● **QUOTED TEXT**
◆ ◆ ◆

Operations with Surds

Many students assume the multiplication rule — \( \sqrt{a} \times \sqrt{b} = \sqrt{ab} \) — also applies to addition, writing \( \sqrt{a} + \sqrt{b} = \sqrt{a + b} \). This is the “addition under the root” misconception.

We can visualise this contradiction with a right-angled triangle. If the legs are \( \sqrt{2} \) and \( \sqrt{3} \), Pythagoras’ Theorem dictates the hypotenuse is exactly \( \sqrt{5} \).

Since the shortest distance between two points is a straight line, walking along the two legs (\( \sqrt{2} + \sqrt{3} \)) must be longer than walking straight along the hypotenuse (\( \sqrt{5} \)). Clearly, \( \sqrt{2} + \sqrt{3} \neq \sqrt{5} \).

To simplify \( \sqrt{50} \), look for the largest perfect square factor of 50. Since \( 50 = 25 \times 2 \) and \( 25 = 5^2 \), we get \( \sqrt{50} = \sqrt{25 \times 2} = \sqrt{25} \times \sqrt{2} = 5\sqrt{2} \). This demonstrates the simplification of surds — the key is finding perfect square factors, not just any factors. Students who struggle here often don’t systematically check for square number factors such as 4, 9, 16, 25.

We can verify by squaring: \( (5\sqrt{2})^2 = 25 \times 2 = 50 \), so \( 5\sqrt{2} = \sqrt{50} \). Both expressions have the same value (\( \approx 7.071 \)).

Students often expand \( (\sqrt{3} + 1)^2 \) by squaring each term separately: \( (\sqrt{3})^2 + 1^2 = 3 + 1 = 4 \). This is the “missing middle term” misconception. An area model beautifully demonstrates why this is false by showing all four expanded terms:

The correct expansion is \( (\sqrt{3})^2 + 2(\sqrt{3})(1) + 1^2 = 3 + 2\sqrt{3} + 1 = 4 + 2\sqrt{3} \). The total area is not just the 3 and the 1, but also the two \( \sqrt{3} \) rectangles.

◆ ◆ ◆

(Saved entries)
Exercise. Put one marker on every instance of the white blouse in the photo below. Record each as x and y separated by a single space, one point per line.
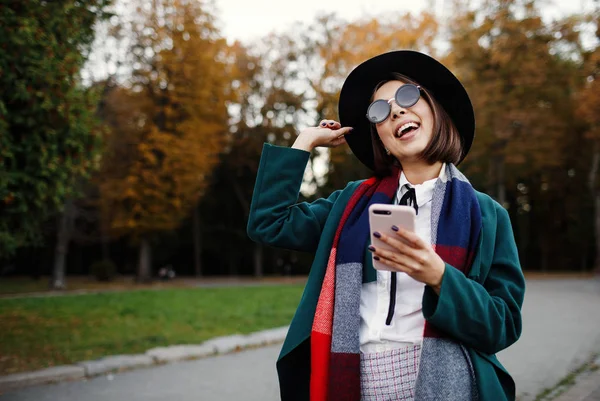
408 322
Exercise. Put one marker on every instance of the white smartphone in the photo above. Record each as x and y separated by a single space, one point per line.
381 219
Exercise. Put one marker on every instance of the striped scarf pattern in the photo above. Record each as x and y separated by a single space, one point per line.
335 347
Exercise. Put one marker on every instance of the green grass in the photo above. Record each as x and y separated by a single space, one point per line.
49 331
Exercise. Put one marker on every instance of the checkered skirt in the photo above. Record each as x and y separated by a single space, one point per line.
389 375
436 370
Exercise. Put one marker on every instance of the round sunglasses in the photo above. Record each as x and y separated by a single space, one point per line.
406 96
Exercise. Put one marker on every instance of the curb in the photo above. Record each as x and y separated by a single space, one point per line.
583 384
152 357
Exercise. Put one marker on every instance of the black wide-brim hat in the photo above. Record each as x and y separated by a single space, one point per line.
358 88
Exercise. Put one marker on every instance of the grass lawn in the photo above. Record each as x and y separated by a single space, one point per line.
49 331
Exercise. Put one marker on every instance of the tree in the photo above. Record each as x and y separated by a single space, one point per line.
588 104
520 73
48 134
168 125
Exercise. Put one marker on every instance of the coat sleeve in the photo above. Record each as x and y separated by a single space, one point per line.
275 216
484 317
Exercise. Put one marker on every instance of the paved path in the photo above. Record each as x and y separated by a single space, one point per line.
561 330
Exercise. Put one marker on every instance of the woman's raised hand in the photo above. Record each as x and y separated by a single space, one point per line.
328 133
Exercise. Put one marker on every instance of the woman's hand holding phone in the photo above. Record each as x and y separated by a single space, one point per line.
401 250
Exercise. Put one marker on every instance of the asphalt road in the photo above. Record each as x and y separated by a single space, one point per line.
561 330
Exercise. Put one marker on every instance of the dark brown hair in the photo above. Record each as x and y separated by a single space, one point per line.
445 145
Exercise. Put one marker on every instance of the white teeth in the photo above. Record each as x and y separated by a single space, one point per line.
406 126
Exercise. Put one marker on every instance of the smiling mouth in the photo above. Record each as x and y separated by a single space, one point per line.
406 129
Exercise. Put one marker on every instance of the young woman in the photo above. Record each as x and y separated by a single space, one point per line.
427 327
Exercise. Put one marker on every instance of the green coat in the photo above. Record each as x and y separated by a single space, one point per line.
481 310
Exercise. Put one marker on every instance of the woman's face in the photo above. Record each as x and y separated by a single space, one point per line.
407 131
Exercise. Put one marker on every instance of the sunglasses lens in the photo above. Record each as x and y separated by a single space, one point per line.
378 111
407 95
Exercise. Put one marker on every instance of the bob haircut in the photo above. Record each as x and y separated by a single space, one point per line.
445 145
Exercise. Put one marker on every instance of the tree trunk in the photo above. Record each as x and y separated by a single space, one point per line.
500 185
145 265
197 243
63 238
597 230
105 239
258 260
596 198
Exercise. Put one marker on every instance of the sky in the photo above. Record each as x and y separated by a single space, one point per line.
247 20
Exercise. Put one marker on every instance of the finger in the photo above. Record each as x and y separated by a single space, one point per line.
398 244
338 141
393 265
410 237
400 259
341 131
334 124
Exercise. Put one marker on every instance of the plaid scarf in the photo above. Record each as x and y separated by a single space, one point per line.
335 347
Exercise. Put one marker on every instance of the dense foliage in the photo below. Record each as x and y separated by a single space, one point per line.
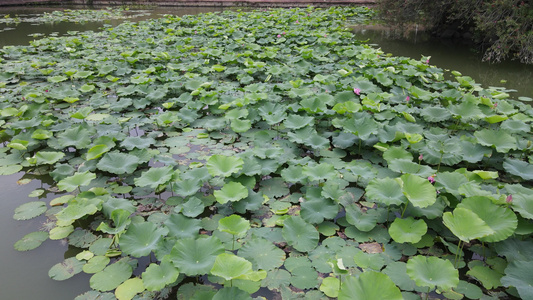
502 28
267 151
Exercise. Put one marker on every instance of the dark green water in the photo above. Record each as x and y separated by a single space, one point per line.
25 274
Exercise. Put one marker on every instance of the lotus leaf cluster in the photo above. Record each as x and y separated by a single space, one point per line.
268 153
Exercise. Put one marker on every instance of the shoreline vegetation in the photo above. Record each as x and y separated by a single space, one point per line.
267 153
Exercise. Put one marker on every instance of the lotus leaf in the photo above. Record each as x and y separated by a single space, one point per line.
196 256
407 230
118 163
432 272
262 253
141 238
31 241
111 277
30 210
220 165
299 234
231 192
369 285
66 269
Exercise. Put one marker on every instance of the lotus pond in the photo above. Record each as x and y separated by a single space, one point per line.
241 155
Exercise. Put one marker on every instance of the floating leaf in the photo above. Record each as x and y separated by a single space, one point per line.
520 275
30 210
466 224
432 272
369 285
262 253
220 165
141 238
111 277
75 181
519 168
155 177
66 269
196 256
419 191
407 230
31 241
156 277
234 225
299 234
231 192
118 163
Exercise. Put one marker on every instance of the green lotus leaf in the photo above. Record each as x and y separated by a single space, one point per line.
155 177
364 221
397 271
240 126
10 170
186 187
156 277
319 172
120 218
138 142
330 286
230 266
129 288
141 238
31 241
30 210
466 224
500 219
48 157
499 139
196 256
97 151
431 272
41 134
300 235
519 168
193 207
297 121
315 211
182 227
111 277
369 285
96 264
231 192
61 232
56 79
262 253
419 191
304 277
489 278
407 230
386 191
220 165
520 275
118 163
78 137
75 181
231 293
234 225
66 269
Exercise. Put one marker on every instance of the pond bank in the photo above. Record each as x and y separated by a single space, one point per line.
278 3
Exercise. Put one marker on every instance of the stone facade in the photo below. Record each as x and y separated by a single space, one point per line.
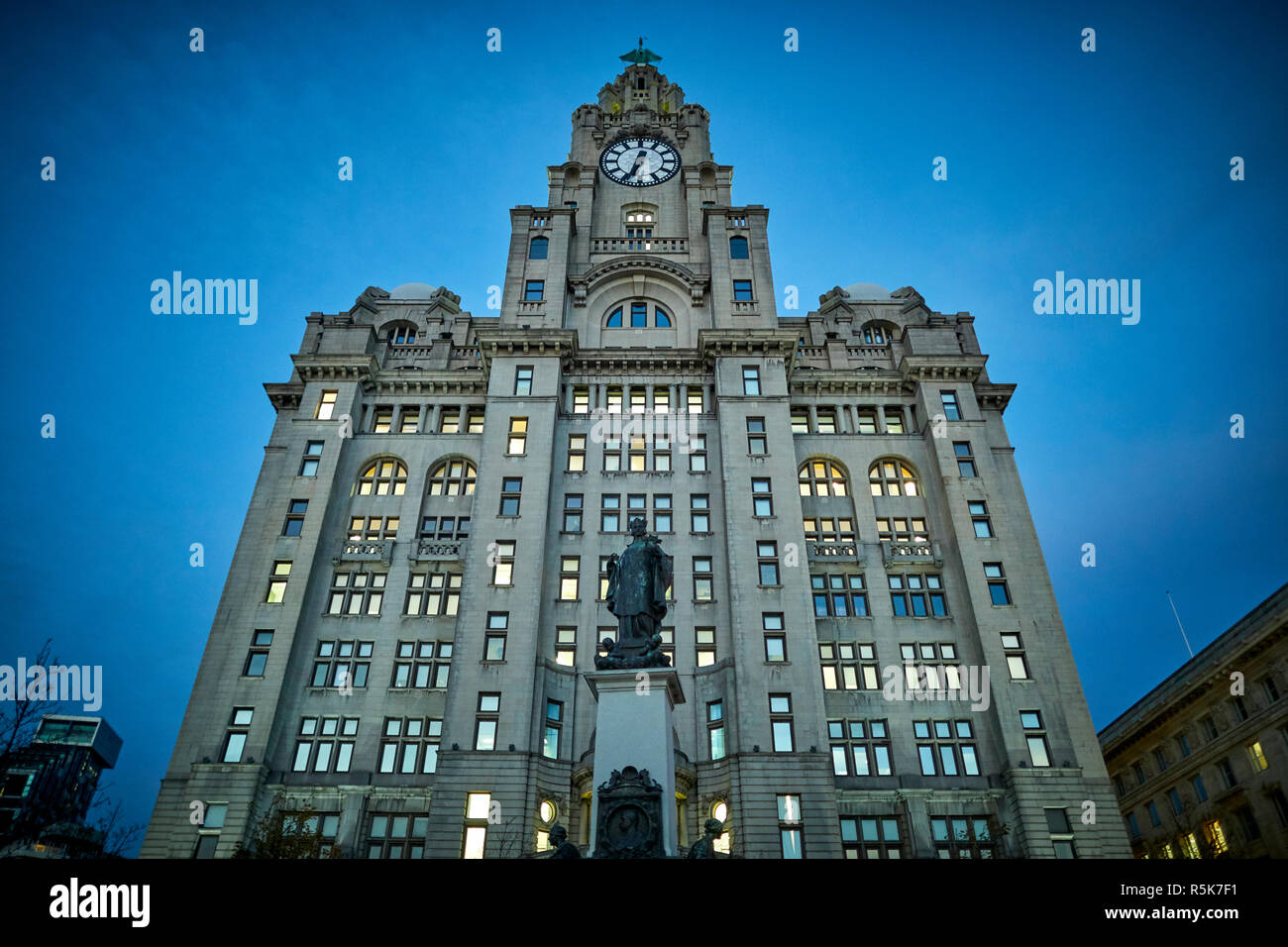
1199 762
844 446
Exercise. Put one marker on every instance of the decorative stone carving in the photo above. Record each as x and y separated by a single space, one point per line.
630 815
636 595
706 845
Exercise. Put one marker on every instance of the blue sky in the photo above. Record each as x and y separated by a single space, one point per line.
223 163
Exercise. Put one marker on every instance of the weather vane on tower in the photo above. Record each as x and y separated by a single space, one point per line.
640 56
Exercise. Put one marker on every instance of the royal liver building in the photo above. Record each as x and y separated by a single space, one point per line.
870 657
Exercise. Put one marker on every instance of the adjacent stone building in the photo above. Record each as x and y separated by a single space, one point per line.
1199 762
417 587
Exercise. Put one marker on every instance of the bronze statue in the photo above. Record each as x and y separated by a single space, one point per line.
706 845
559 844
636 594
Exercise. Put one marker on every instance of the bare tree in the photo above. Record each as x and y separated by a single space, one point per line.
18 718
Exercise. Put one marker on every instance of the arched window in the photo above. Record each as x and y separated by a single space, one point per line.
818 476
384 476
400 334
454 476
879 333
720 810
638 315
892 476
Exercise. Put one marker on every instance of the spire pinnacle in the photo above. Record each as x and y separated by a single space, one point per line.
640 56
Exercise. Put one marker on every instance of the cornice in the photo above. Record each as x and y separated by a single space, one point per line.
848 381
511 341
957 368
284 395
335 368
581 285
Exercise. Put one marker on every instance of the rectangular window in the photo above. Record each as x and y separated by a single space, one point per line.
825 420
433 592
326 406
699 512
767 562
715 729
295 512
704 639
702 579
980 519
487 720
1257 758
894 420
997 587
523 380
554 724
949 401
312 457
258 655
570 571
1016 659
576 453
502 569
518 442
610 513
1034 736
662 513
408 421
277 582
239 729
871 838
450 419
800 419
572 512
493 641
781 722
698 453
511 489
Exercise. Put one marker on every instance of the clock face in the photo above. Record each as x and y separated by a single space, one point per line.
639 161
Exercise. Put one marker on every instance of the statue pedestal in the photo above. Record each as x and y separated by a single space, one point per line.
632 728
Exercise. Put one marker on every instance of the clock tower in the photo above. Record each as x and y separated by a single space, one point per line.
639 228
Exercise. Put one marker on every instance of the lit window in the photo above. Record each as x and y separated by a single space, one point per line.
326 406
818 476
893 476
523 380
277 582
382 476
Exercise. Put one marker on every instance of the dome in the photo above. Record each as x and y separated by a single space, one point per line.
412 290
864 290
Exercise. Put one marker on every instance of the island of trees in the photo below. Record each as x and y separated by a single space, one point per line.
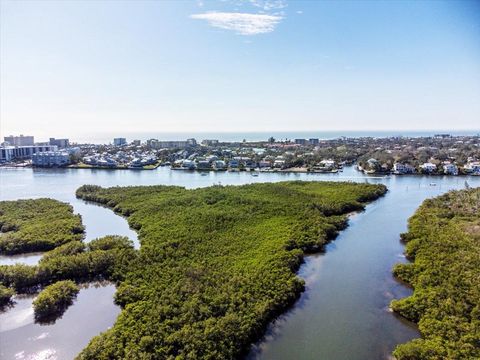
54 300
37 225
443 241
47 224
216 264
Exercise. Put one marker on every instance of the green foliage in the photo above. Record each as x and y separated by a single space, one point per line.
37 225
54 300
444 242
106 258
216 264
5 295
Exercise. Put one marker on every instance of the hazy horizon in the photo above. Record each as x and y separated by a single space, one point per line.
70 69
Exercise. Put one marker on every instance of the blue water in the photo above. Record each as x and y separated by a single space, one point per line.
343 314
105 138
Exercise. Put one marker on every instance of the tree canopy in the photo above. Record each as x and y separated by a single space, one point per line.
216 264
443 241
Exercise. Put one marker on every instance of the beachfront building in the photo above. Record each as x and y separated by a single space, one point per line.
301 142
19 140
119 141
12 153
51 159
61 143
175 144
401 169
472 167
210 142
428 168
450 169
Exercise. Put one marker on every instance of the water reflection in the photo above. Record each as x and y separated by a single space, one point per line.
343 314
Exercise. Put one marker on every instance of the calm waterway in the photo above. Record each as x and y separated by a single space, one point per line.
343 314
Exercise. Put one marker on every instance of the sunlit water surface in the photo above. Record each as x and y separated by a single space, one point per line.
343 314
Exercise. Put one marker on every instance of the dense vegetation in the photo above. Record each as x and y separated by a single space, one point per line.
443 242
54 300
216 264
5 295
105 258
37 225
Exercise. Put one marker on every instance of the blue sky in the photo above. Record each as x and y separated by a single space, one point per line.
71 67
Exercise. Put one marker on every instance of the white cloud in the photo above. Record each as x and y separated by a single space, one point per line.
268 5
241 23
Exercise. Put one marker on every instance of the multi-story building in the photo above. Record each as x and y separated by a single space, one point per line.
450 169
19 140
119 141
400 168
301 141
10 153
157 144
51 159
210 142
61 143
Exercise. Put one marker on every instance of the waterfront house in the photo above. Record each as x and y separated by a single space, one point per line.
472 167
51 159
401 169
450 169
428 168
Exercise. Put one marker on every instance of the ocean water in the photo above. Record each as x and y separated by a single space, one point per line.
105 138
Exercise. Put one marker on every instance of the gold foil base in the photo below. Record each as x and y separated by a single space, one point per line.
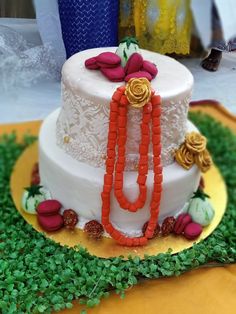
106 247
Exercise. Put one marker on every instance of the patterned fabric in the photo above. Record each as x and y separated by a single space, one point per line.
163 26
88 24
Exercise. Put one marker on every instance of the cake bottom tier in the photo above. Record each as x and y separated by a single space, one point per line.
78 186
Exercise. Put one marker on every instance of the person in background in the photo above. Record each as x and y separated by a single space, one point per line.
218 45
163 26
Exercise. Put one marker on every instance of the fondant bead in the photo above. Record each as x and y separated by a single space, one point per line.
150 68
116 74
108 58
139 74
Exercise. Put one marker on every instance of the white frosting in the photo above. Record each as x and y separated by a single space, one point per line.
78 185
85 108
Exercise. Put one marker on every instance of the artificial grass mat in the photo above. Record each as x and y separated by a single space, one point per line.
40 276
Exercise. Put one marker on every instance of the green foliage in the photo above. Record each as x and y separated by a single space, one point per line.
39 276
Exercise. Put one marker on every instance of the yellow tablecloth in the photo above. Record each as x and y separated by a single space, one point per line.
206 290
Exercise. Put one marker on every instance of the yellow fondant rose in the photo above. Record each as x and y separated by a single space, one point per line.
184 157
203 160
138 92
195 142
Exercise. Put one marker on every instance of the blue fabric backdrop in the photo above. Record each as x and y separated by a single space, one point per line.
88 24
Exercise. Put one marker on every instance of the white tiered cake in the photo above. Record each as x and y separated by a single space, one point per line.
73 143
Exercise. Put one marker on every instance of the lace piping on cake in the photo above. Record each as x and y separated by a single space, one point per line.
82 129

◆ ◆ ◆

● **EXERCISE AIM**
According to the text on operations with surds, which square number factors do struggling students often fail to check for systematically? These entries are separate from the text on operations with surds.

● **CORRECT ANSWER**
4, 9, 16 and 25